Required task
Quote word for word the lines from the one containing "point_to(query) identifies every instance of the wall" through the one containing "x=93, y=290", including both of those lines.

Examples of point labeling
-- Start --

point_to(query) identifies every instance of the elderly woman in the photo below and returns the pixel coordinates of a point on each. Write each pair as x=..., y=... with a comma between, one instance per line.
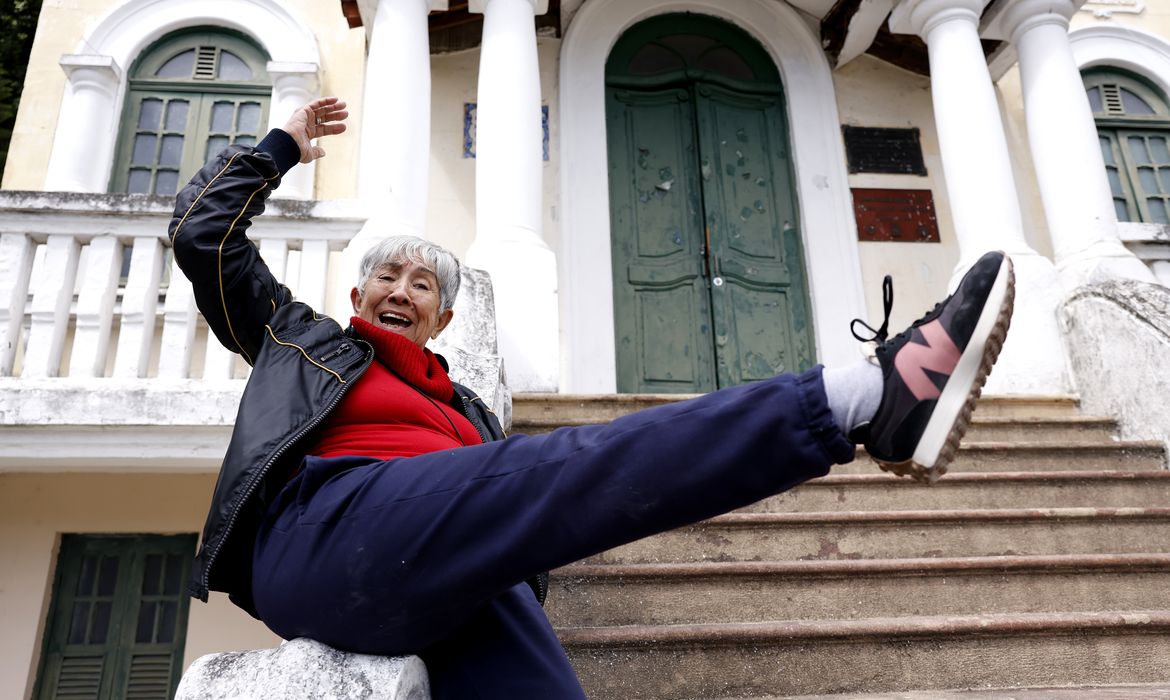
x=369, y=502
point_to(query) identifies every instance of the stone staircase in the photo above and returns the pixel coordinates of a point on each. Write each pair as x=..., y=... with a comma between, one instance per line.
x=1041, y=560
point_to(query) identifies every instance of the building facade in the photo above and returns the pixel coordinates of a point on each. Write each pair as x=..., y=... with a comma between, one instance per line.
x=668, y=196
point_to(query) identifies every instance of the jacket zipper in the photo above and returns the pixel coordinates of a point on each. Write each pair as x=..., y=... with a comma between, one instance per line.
x=467, y=413
x=280, y=451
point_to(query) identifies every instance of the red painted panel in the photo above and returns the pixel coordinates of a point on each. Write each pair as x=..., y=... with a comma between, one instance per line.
x=895, y=215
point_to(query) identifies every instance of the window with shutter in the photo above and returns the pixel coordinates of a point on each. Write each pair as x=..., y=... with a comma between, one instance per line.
x=1133, y=121
x=118, y=618
x=190, y=95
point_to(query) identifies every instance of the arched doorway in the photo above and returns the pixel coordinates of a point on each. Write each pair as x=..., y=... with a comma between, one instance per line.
x=709, y=283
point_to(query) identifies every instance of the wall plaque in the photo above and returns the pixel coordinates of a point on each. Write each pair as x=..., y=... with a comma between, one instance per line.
x=895, y=215
x=893, y=151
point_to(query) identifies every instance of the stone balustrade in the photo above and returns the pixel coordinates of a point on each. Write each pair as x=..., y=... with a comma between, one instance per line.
x=100, y=334
x=93, y=290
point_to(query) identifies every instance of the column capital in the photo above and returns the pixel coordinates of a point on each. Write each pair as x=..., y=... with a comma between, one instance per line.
x=479, y=6
x=289, y=75
x=91, y=70
x=920, y=16
x=1009, y=19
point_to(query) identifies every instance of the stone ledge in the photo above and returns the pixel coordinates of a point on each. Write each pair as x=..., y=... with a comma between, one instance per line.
x=1117, y=336
x=303, y=668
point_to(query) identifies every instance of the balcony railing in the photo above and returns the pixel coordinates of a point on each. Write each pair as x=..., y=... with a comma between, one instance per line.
x=107, y=364
x=91, y=289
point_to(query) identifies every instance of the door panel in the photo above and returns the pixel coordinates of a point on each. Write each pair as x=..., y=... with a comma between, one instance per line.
x=758, y=296
x=660, y=297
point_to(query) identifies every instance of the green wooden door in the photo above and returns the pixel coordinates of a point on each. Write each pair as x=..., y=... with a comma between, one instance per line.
x=117, y=624
x=758, y=292
x=708, y=273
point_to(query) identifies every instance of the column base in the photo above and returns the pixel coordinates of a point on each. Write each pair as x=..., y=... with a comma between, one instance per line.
x=1032, y=361
x=524, y=276
x=1100, y=262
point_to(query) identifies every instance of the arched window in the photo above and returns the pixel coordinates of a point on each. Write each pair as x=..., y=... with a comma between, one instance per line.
x=1133, y=121
x=191, y=94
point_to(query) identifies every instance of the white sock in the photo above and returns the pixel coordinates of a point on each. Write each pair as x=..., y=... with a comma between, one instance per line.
x=853, y=393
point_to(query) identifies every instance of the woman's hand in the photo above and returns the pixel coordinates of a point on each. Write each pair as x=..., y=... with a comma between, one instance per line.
x=323, y=116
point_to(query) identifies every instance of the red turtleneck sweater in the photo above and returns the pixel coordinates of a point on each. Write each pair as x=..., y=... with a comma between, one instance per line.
x=398, y=407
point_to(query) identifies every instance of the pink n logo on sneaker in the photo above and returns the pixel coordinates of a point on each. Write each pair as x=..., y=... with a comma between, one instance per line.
x=938, y=355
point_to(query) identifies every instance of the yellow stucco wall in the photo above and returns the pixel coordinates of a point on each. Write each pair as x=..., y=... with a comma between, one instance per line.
x=871, y=93
x=62, y=29
x=36, y=509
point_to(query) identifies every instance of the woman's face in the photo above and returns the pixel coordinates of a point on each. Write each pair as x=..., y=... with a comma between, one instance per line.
x=403, y=296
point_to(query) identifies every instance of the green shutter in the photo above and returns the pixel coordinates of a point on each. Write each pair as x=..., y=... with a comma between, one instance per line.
x=709, y=283
x=191, y=94
x=1133, y=119
x=117, y=620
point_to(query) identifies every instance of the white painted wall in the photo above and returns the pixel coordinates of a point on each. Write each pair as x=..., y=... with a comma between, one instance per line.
x=451, y=203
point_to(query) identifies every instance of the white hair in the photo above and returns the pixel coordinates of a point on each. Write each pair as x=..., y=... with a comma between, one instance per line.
x=411, y=247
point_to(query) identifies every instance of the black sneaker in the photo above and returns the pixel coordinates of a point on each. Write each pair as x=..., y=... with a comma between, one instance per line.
x=934, y=371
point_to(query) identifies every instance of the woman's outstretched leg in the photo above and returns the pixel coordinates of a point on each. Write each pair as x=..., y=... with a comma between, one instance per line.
x=405, y=549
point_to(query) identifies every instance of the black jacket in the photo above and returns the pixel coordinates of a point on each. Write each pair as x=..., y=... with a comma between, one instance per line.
x=302, y=363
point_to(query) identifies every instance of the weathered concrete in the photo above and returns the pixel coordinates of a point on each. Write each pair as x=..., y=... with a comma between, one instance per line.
x=303, y=668
x=469, y=344
x=1117, y=336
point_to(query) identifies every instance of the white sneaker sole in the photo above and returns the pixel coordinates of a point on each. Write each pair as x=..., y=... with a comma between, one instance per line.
x=952, y=413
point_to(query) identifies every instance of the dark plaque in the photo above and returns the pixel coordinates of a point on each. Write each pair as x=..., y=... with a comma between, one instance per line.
x=895, y=151
x=895, y=215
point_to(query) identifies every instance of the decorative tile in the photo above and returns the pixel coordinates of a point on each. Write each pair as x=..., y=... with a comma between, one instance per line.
x=469, y=129
x=469, y=121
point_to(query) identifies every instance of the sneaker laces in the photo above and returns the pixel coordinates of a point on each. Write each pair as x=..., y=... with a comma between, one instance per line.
x=887, y=302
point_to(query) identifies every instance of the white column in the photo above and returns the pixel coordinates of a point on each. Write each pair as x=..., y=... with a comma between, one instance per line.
x=1065, y=146
x=981, y=189
x=49, y=311
x=294, y=86
x=396, y=131
x=508, y=192
x=87, y=125
x=139, y=307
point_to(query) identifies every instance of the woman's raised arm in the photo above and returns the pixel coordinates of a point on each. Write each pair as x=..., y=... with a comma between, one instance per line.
x=234, y=289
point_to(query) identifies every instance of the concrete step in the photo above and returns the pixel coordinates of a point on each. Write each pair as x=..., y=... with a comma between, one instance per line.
x=873, y=654
x=584, y=595
x=964, y=491
x=902, y=534
x=1069, y=429
x=1129, y=455
x=542, y=412
x=1127, y=692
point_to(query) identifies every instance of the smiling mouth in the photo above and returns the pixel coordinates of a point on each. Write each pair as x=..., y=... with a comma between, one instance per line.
x=394, y=321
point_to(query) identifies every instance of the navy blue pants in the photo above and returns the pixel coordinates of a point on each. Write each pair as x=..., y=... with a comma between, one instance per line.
x=427, y=555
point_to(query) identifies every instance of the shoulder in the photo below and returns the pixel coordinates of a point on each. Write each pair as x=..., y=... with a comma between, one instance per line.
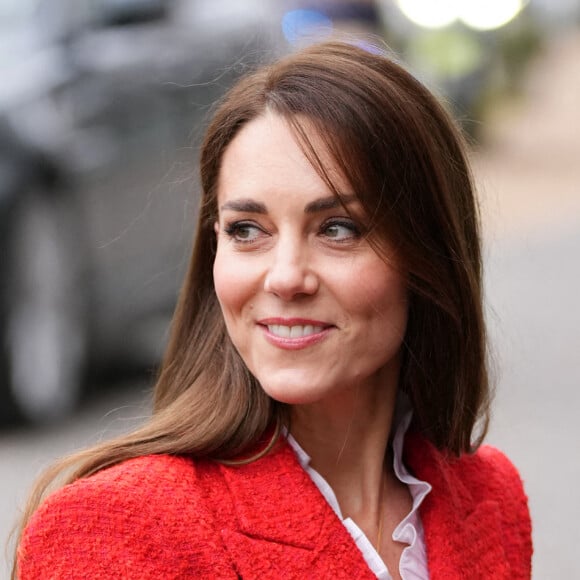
x=482, y=492
x=487, y=473
x=490, y=471
x=139, y=518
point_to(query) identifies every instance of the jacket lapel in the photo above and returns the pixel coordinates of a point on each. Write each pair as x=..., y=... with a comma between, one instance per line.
x=283, y=526
x=463, y=535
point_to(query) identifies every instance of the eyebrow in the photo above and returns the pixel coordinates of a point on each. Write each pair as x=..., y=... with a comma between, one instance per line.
x=322, y=204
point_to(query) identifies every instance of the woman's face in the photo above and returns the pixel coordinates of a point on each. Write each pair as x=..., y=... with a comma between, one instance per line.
x=310, y=306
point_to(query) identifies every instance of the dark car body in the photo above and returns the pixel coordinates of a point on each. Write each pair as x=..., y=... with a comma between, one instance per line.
x=101, y=107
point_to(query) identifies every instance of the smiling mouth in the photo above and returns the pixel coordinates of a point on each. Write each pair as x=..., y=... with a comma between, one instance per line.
x=294, y=331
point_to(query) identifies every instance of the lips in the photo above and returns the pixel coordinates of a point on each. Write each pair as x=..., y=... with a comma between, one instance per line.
x=295, y=332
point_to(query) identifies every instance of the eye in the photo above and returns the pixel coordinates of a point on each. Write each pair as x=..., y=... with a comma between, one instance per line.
x=243, y=232
x=340, y=230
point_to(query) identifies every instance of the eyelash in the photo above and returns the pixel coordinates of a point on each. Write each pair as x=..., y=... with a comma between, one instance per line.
x=232, y=229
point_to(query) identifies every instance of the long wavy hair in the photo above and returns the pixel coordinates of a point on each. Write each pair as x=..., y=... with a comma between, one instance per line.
x=406, y=161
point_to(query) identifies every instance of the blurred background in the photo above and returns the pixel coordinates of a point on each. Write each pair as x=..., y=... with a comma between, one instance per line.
x=102, y=105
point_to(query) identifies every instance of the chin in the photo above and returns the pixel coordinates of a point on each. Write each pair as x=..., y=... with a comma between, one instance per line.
x=301, y=393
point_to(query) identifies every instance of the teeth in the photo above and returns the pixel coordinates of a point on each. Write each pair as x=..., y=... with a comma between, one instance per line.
x=297, y=331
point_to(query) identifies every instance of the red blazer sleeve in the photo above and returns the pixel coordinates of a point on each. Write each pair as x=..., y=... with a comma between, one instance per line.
x=140, y=519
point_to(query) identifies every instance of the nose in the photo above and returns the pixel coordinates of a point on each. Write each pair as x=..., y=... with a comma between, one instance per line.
x=290, y=272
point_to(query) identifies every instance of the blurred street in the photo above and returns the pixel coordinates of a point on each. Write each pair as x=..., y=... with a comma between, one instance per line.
x=528, y=172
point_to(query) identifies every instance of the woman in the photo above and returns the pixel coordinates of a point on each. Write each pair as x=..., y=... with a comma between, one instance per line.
x=315, y=412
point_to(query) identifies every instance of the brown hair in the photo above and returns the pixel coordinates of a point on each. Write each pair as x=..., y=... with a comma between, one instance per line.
x=406, y=161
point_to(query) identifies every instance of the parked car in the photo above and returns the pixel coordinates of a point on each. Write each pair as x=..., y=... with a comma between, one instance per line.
x=101, y=106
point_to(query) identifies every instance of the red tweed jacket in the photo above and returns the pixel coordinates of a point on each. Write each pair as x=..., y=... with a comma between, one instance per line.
x=166, y=517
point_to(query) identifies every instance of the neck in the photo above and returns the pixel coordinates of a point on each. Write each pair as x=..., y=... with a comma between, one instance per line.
x=346, y=439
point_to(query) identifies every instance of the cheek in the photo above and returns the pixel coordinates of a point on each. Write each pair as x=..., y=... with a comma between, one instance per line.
x=233, y=283
x=382, y=295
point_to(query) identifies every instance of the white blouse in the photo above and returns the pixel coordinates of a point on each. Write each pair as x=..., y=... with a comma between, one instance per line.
x=413, y=563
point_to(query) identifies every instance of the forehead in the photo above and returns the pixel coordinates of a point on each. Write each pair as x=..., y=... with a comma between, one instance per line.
x=268, y=155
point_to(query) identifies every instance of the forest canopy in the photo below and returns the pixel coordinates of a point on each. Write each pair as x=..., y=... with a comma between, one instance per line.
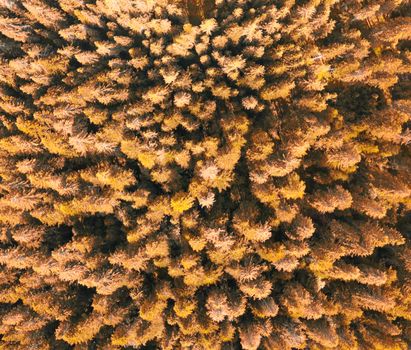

-- End --

Written solution
point_to(query) identifies every instance of the wall plaque in the photo above and returns the pixel coordinates of a point on each. Write each pair as x=..., y=... with a comma between, one instance per line.
x=895, y=215
x=893, y=151
point_to(query) identifies every instance of the stone balustrade in the photo above and returns the pixel coordinates of a point on each. Write each pair as x=..., y=... with a comma between, one instance per line.
x=100, y=334
x=93, y=290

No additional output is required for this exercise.